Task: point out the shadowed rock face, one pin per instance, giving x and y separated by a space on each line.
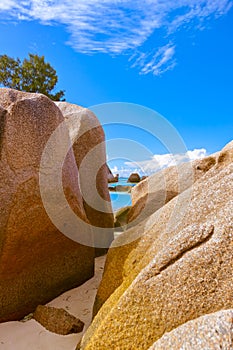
214 331
57 320
90 155
171 268
37 262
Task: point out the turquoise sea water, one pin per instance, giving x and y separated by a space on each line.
120 199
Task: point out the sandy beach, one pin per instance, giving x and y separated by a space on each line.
30 335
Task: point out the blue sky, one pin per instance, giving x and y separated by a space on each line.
174 57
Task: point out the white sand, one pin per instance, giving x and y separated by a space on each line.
30 335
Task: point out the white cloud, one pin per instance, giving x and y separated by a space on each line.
158 62
158 162
120 26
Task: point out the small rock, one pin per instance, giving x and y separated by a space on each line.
134 177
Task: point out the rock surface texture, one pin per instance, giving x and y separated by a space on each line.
158 189
171 268
37 262
57 320
89 150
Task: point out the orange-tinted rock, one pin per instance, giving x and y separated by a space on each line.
158 189
173 267
213 331
89 150
37 262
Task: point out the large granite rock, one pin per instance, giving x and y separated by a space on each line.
173 267
134 177
210 332
89 149
37 262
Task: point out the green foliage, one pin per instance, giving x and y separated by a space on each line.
31 75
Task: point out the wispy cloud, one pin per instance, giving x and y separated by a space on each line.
157 62
120 26
158 162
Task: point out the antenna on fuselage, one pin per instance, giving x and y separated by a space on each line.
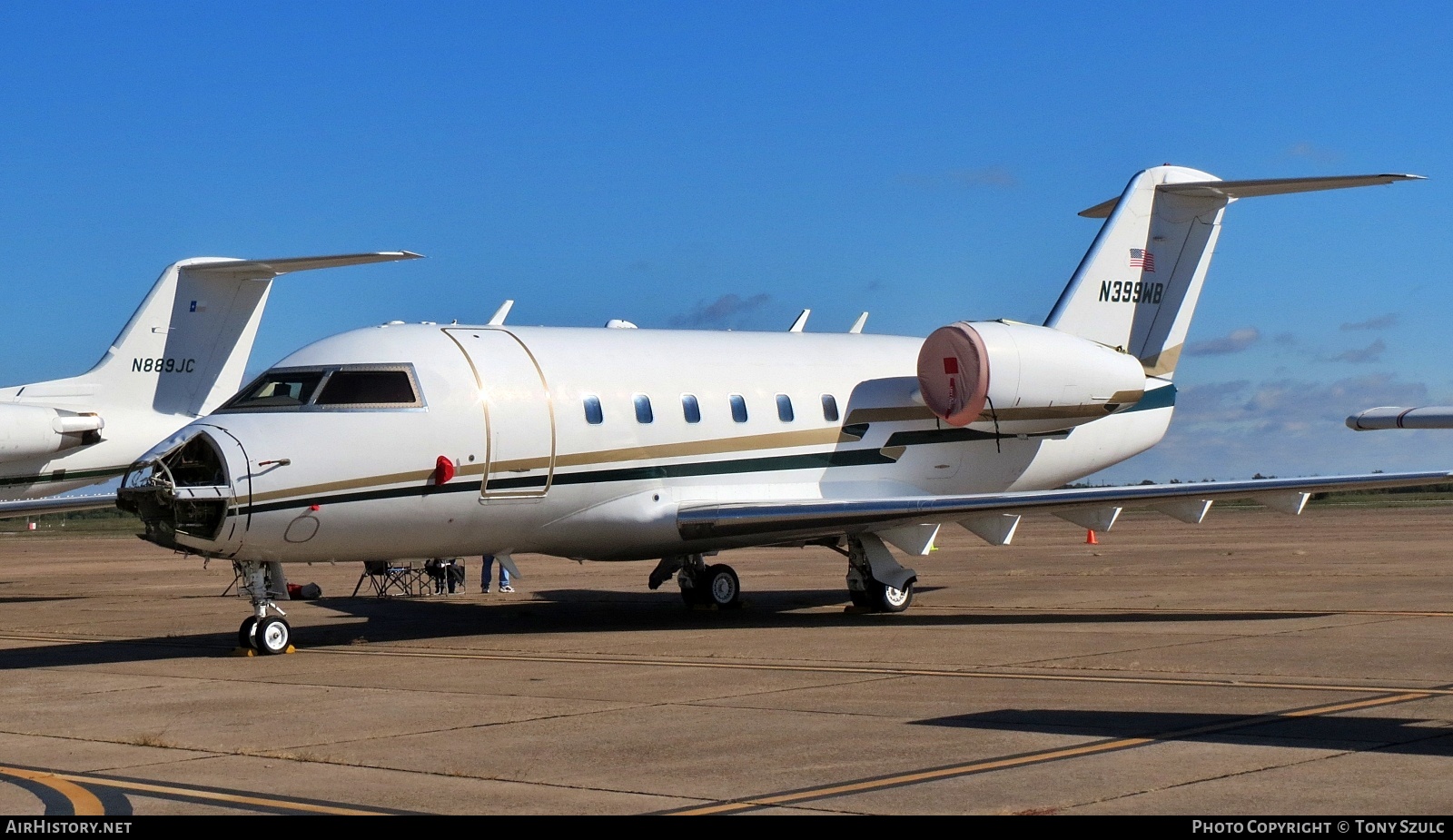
498 319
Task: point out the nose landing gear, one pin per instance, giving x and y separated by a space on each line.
262 632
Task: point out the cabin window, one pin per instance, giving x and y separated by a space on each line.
738 407
593 414
368 389
785 409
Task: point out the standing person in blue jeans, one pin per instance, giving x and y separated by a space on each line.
489 573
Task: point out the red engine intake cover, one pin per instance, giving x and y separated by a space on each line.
954 374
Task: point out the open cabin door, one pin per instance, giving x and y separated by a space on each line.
519 420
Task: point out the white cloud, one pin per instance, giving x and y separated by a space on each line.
1234 341
726 311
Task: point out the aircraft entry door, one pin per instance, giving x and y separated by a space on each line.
519 419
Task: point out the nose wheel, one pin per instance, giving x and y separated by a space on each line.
262 632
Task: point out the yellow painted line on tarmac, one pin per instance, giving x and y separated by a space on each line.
79 796
934 774
878 670
862 670
84 803
1188 610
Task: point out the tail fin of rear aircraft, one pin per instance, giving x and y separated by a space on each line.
1137 287
185 349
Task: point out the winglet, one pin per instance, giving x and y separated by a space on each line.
288 265
498 319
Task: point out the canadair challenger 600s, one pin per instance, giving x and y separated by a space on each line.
181 356
617 443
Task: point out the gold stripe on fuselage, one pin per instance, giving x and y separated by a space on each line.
827 436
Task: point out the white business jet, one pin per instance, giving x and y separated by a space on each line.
618 443
182 353
1399 418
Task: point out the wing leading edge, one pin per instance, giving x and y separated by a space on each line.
748 523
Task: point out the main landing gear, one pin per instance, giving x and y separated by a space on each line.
875 578
701 585
262 632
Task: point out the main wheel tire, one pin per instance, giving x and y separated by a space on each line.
272 636
246 634
723 588
890 599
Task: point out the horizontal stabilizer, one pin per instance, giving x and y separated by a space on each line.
1234 189
1397 418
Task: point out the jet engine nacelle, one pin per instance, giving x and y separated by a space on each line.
1019 378
35 430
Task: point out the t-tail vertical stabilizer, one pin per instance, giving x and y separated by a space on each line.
185 349
1138 285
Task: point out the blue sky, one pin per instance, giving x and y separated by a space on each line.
718 164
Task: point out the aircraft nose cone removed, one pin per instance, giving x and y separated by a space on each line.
182 490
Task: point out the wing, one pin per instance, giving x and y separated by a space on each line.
55 505
990 513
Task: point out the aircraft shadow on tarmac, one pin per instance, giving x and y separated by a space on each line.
403 619
1406 736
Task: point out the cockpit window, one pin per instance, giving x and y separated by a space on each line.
368 389
345 387
278 389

================================

Exercise details. Can you rewrite the lines from the one with "Task: point out the cockpit" through the end of the entries, changing "cockpit window" to "flight deck window" and keeping everything else the same?

Finished task.
Task: point out the flight deck window, one pin per instance, giving x and y separated by a space on each line.
368 389
345 387
278 389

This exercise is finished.